Breast carcinoma, in 2007, ranked first among cancers in the Jordanian female population and it accounted for 35.8% of all female cancers. The crude incidence rate for female breast carcinoma in Jordan was 29.6 per 100 000 of the female population in 2007, compared to 25.4 per 100 000 in 2005. Histopathological distribution of female breast carcinomas showed that 77.4% were infiltrating ductal carcinoma, 7.1% were lobular carcinoma, 1.8% were mixed ductal and lobular carcinoma, and the remainder were other types of morphology [1].
Identified risk factors of breast carcinoma explain only one third of the disease cases. These risk factors include age (breast carcinoma incidence increases in post-menopausal females), family history of the disease and several reproductive factors [2]. The disease occurs in both sporadic and hereditary forms, the latter accounting for about 10% of total cases [3]. The cause of breast carcinoma is generally unknown; however, it develops when there is loss of control over cells of the breast, which multiply rapidly because of both genetic and environmental factors [3]. Enzymes involved in the detoxification of carcinogenic compounds as well as DNA repair may play a role in the susceptibility to this and other forms of cancer. The effectiveness of the detoxifying properties of such enzymes is genetically determined [4]. Polymorphic genes that code for these enzymes may hence be involved in breast carcinoma susceptibility.
The glutathione S-transferases (GSTs) comprise a supergene family of phase-2 enzymes that catalyze the detoxification of electrophilic compounds such as carcinogens and cytotoxic drugs by glutathione conjugation [5, 6]. In addition, they guard DNA from damage and adduct formation through conjugation. GSTs detoxify the products of oxidation process, carried out by phase 1 enzymes [7].
Glutathione S-transferase-pi is a major GST, which is expressed in both normal and tumor breast tissue [8, 9, 10], and the GST-pi gene has been mapped to a small region of chromosome 11q. Polymorphisms in exon 5 (Ile105Val) and exon 6 (Ala114Val) of the GST-pi gene have been identified [11, 12], and both affected codons lie in close proximity to the hydrophobic binding site of GST-pi. Moreover, polymorphism is known to change the properties of the enzyme [7]. The 105Val variant has been demonstrated to have either lower or higher specific activity and affinity than that of 105Ile depending on the substrate, whereas the Ala114Val polymorphism seems not to influence enzyme activity [13, 14].
Against this background, the possibility that GST-pi polymorphism may be involved in the pathogenesis of breast carcinoma has received great attention. Some epidemiological studies on the potential association between genetic polymorphisms of GST-pi and breast carcinoma have produced inconsistent results [15-18]. These studies consistently failed to detect an association between breast carcinoma and GST-pi polymorphism, and the results and conclusions have been highly variable. These inconsistencies might be partly due to differences in populations, and their exposure to factors of breast carcinoma development. The evidence regarding a possible association of GST-pi polymorphism with breast carcinoma is thus controversial and, in view of the high incidence of this tumor, requires clarification.

Data to examine:
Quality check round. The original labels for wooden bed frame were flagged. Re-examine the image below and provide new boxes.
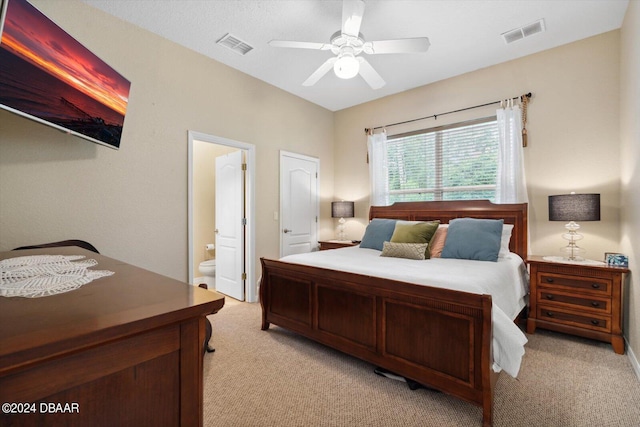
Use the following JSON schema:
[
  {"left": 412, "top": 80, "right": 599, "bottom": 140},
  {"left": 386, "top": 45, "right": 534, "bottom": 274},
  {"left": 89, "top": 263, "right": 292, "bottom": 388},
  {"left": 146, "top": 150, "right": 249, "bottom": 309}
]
[{"left": 260, "top": 200, "right": 527, "bottom": 426}]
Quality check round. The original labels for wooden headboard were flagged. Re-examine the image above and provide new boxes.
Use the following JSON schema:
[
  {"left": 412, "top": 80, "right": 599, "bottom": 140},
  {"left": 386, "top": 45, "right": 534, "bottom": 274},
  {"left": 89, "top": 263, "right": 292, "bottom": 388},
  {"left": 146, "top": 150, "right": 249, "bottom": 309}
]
[{"left": 369, "top": 200, "right": 528, "bottom": 259}]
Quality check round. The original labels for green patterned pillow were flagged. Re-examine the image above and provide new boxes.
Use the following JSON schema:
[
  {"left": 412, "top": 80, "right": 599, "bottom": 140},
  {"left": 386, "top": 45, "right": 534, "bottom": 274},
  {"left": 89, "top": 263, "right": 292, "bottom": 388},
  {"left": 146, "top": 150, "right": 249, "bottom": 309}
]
[
  {"left": 390, "top": 221, "right": 440, "bottom": 259},
  {"left": 380, "top": 242, "right": 428, "bottom": 259}
]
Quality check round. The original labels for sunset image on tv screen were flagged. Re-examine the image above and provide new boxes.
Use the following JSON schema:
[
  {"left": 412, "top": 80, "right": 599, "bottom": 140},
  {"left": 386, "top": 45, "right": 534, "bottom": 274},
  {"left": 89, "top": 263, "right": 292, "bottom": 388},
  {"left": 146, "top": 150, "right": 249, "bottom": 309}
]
[{"left": 0, "top": 0, "right": 131, "bottom": 148}]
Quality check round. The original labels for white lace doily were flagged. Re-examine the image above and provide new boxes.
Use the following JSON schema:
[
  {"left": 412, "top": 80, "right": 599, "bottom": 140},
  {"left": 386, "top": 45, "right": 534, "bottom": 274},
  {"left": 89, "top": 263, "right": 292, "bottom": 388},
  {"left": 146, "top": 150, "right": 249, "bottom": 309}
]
[{"left": 0, "top": 255, "right": 114, "bottom": 298}]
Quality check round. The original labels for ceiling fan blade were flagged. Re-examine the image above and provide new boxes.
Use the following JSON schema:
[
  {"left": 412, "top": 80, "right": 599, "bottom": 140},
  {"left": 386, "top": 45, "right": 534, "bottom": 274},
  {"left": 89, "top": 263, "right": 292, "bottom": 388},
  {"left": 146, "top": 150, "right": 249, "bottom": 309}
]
[
  {"left": 302, "top": 56, "right": 338, "bottom": 86},
  {"left": 342, "top": 0, "right": 364, "bottom": 37},
  {"left": 362, "top": 37, "right": 431, "bottom": 55},
  {"left": 358, "top": 56, "right": 386, "bottom": 89},
  {"left": 269, "top": 40, "right": 331, "bottom": 50}
]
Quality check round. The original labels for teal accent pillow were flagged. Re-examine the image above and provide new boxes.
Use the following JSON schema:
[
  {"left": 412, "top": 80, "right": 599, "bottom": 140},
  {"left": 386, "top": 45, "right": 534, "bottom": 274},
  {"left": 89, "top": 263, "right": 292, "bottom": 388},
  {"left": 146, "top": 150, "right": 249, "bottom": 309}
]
[
  {"left": 441, "top": 218, "right": 504, "bottom": 262},
  {"left": 391, "top": 221, "right": 440, "bottom": 259},
  {"left": 360, "top": 218, "right": 396, "bottom": 251}
]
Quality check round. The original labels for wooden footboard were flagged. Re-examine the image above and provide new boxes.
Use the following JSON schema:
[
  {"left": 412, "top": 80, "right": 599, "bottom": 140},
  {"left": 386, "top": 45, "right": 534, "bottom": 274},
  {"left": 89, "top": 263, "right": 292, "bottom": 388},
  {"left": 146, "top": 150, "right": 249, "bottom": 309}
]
[{"left": 260, "top": 258, "right": 497, "bottom": 426}]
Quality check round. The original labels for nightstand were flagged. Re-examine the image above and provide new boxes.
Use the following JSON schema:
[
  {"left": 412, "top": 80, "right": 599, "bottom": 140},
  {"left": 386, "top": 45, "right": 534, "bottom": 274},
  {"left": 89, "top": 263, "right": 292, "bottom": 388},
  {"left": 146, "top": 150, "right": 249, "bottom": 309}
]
[
  {"left": 527, "top": 256, "right": 629, "bottom": 354},
  {"left": 318, "top": 240, "right": 359, "bottom": 251}
]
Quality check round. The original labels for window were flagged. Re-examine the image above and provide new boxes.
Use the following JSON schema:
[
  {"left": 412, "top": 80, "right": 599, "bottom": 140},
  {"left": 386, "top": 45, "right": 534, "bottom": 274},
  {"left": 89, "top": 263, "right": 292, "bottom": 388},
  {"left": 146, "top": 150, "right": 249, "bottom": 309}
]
[{"left": 387, "top": 117, "right": 499, "bottom": 203}]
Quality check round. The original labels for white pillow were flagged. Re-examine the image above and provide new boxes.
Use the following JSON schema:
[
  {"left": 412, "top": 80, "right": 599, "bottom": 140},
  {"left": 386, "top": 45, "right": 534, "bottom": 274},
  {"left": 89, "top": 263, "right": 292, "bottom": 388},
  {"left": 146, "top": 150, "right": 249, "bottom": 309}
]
[{"left": 498, "top": 224, "right": 513, "bottom": 258}]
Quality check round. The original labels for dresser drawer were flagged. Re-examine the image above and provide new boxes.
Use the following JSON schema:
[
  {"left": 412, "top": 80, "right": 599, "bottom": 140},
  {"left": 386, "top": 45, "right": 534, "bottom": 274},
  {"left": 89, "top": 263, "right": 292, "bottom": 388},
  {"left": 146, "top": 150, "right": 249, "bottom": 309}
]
[
  {"left": 538, "top": 288, "right": 611, "bottom": 315},
  {"left": 538, "top": 272, "right": 612, "bottom": 295},
  {"left": 536, "top": 304, "right": 611, "bottom": 332}
]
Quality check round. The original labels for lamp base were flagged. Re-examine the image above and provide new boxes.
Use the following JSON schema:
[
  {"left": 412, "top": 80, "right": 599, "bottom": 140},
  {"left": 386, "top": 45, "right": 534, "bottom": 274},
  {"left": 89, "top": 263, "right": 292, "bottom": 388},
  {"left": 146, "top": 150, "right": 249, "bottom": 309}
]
[
  {"left": 560, "top": 221, "right": 586, "bottom": 261},
  {"left": 338, "top": 218, "right": 347, "bottom": 241}
]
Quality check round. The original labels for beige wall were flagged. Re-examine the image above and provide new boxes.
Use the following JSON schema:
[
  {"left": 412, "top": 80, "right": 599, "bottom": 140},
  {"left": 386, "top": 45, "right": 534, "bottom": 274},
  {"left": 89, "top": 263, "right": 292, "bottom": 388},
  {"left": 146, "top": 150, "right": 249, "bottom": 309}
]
[
  {"left": 0, "top": 0, "right": 333, "bottom": 280},
  {"left": 620, "top": 1, "right": 640, "bottom": 376}
]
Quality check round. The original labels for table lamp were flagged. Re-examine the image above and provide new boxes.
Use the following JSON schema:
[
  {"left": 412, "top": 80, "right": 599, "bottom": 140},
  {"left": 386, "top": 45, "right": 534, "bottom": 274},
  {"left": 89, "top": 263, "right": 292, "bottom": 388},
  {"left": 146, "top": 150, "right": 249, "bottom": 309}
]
[
  {"left": 549, "top": 192, "right": 600, "bottom": 261},
  {"left": 331, "top": 201, "right": 354, "bottom": 240}
]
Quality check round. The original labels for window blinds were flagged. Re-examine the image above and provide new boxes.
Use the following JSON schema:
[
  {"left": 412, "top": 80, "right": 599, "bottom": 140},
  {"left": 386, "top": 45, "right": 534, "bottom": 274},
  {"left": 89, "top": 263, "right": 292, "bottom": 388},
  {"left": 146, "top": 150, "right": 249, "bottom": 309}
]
[{"left": 387, "top": 117, "right": 499, "bottom": 202}]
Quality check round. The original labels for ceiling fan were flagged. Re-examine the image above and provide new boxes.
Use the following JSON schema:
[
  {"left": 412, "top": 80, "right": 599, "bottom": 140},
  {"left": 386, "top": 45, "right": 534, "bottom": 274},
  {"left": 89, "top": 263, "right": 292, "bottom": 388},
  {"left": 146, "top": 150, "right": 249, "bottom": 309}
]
[{"left": 269, "top": 0, "right": 429, "bottom": 89}]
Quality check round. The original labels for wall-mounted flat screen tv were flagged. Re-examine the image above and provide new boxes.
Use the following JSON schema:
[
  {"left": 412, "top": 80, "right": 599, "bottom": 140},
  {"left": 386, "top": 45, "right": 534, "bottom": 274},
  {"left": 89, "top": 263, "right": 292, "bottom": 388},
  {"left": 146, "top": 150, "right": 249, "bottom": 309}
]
[{"left": 0, "top": 0, "right": 131, "bottom": 149}]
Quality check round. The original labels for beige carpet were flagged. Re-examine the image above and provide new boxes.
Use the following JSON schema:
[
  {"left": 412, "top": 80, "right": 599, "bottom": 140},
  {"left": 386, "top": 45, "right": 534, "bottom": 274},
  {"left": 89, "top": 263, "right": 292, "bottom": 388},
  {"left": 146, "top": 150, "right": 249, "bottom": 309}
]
[{"left": 204, "top": 298, "right": 640, "bottom": 427}]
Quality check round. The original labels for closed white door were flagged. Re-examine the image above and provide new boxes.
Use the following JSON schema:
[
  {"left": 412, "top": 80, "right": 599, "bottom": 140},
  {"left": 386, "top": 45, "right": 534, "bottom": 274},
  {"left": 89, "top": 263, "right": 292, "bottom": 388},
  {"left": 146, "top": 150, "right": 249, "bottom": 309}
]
[
  {"left": 215, "top": 150, "right": 245, "bottom": 301},
  {"left": 280, "top": 151, "right": 319, "bottom": 256}
]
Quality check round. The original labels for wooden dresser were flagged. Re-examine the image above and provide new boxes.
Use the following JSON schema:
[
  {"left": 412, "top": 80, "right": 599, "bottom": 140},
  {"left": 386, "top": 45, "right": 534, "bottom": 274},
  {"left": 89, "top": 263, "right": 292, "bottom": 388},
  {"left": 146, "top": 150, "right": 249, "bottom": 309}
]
[
  {"left": 0, "top": 247, "right": 224, "bottom": 427},
  {"left": 527, "top": 256, "right": 629, "bottom": 354}
]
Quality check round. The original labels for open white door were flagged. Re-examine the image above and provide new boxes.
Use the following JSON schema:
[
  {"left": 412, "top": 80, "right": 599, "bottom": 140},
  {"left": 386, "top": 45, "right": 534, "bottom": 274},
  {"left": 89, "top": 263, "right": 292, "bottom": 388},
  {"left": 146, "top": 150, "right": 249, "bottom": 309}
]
[
  {"left": 215, "top": 150, "right": 245, "bottom": 301},
  {"left": 280, "top": 151, "right": 319, "bottom": 256}
]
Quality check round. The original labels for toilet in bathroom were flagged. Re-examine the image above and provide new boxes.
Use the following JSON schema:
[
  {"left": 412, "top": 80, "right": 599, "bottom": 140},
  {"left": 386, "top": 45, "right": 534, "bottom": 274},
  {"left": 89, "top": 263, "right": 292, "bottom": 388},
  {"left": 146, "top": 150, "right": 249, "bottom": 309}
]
[{"left": 198, "top": 259, "right": 216, "bottom": 290}]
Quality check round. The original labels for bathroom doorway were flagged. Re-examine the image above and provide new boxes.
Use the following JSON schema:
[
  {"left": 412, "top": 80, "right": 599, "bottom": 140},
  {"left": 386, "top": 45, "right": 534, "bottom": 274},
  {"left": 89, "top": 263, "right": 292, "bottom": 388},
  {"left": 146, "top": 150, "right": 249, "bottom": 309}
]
[{"left": 188, "top": 131, "right": 257, "bottom": 302}]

Work required:
Answer these questions using the breast carcinoma text.
1. What was the crude incidence rate for female breast carcinoma in Jordan in 2007?
2. About what share of total breast carcinoma cases does the hereditary form account for?
3. To which chromosome region has the GST-pi gene been mapped?

Worked solution:
1. 29.6 per 100 000 of the female population
2. About 10%
3. A small region of chromosome 11q